* Begin Selection *

Since the earthquake and tsunami have devastated Japan last Friday, I have had trouble sleeping, thinking about all the people, and animals, and towns destroyed. (Tsunamis are a re-ocurring nightmare for me, almost every week I dream of tsunamis, and of having to rescue loved ones against all odds…).
During this terrible crisis I have been shocked and saddened to see many instances of insensitivity and lack of compassion towards the human beings who are experiencing this unimaginable suffering. From godzilla jokes, ignorant historical references, and mean fat talk trending on Twitter this weekend, the internet has revealed an ugly, selfish, ignorant and hurtful side of humanity, a prejudiced and hateful side that chills me to the core.
When a tragedy of such epic proportions strikes, we must use it as an opportunity to come together as human beings regardless of our race, national identity, and religious beliefs, because we are all much more similar than we’d like to think. We think we are all so different, so special, so individualistic. But, as the Nobel laureate Wislawa Szymborska said so sweetly,
With smiles and kisses, we prefer
to seek accord beneath our star,
although we’re different (we concur)

* End Selection *

● Given task 1:
From the essay on the Japan earthquake above, list the things the writer says people should come together regardless of.

* Begin Given records *

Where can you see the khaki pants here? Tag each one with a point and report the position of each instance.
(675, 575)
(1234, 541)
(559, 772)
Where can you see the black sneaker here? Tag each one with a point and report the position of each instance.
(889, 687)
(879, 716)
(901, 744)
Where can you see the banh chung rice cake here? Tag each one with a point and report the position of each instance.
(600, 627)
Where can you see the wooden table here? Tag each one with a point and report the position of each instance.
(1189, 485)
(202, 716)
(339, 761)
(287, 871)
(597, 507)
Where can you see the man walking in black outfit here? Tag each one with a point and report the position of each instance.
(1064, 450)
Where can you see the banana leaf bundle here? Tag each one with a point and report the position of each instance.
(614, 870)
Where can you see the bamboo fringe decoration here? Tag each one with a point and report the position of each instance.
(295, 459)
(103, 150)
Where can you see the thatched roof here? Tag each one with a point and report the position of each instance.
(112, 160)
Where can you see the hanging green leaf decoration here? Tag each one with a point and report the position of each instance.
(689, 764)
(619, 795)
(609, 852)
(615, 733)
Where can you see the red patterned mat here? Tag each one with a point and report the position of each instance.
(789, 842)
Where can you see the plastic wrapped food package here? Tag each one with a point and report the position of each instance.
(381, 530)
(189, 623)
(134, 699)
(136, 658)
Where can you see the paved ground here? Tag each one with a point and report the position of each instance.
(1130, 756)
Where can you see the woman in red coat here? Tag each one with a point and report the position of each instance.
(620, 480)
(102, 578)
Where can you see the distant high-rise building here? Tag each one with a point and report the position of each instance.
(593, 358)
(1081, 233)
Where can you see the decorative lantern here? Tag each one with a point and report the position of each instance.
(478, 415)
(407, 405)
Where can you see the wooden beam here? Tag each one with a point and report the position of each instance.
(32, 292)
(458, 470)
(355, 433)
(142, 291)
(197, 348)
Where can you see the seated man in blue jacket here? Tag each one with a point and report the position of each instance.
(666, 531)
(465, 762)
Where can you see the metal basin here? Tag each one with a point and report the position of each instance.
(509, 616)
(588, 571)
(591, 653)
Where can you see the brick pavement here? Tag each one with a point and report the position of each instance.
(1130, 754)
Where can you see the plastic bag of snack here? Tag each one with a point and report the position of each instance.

* End Given records *

● Given task 2:
Rewrite the entries from the line containing "Where can you see the paved" through the end of the entries, both ends included. Change every "report the position" to "give the location" and leave everything else the same.

● Worked solution 1:
race, national identity, religious beliefs

● Worked solution 2:
Where can you see the paved ground here? Tag each one with a point and give the location of each instance.
(1130, 756)
Where can you see the woman in red coat here? Tag each one with a point and give the location of each instance.
(620, 480)
(102, 578)
Where can you see the distant high-rise building here? Tag each one with a point and give the location of each instance.
(593, 358)
(1081, 233)
Where can you see the decorative lantern here? Tag each one with a point and give the location of each instance.
(478, 415)
(407, 405)
Where can you see the wooden beam here? Tag each one with a point and give the location of each instance.
(32, 292)
(458, 470)
(355, 433)
(142, 291)
(197, 348)
Where can you see the seated man in blue jacket here? Tag each one with a point and give the location of each instance.
(666, 531)
(465, 762)
Where can you see the metal basin here? Tag each one with a point and give the location of each instance.
(509, 616)
(588, 571)
(591, 653)
Where can you see the brick pavement here? Tag each one with a point and give the location of each instance.
(1130, 754)
Where can you see the plastic bag of snack here? Tag each one with a point and give the location of each instance.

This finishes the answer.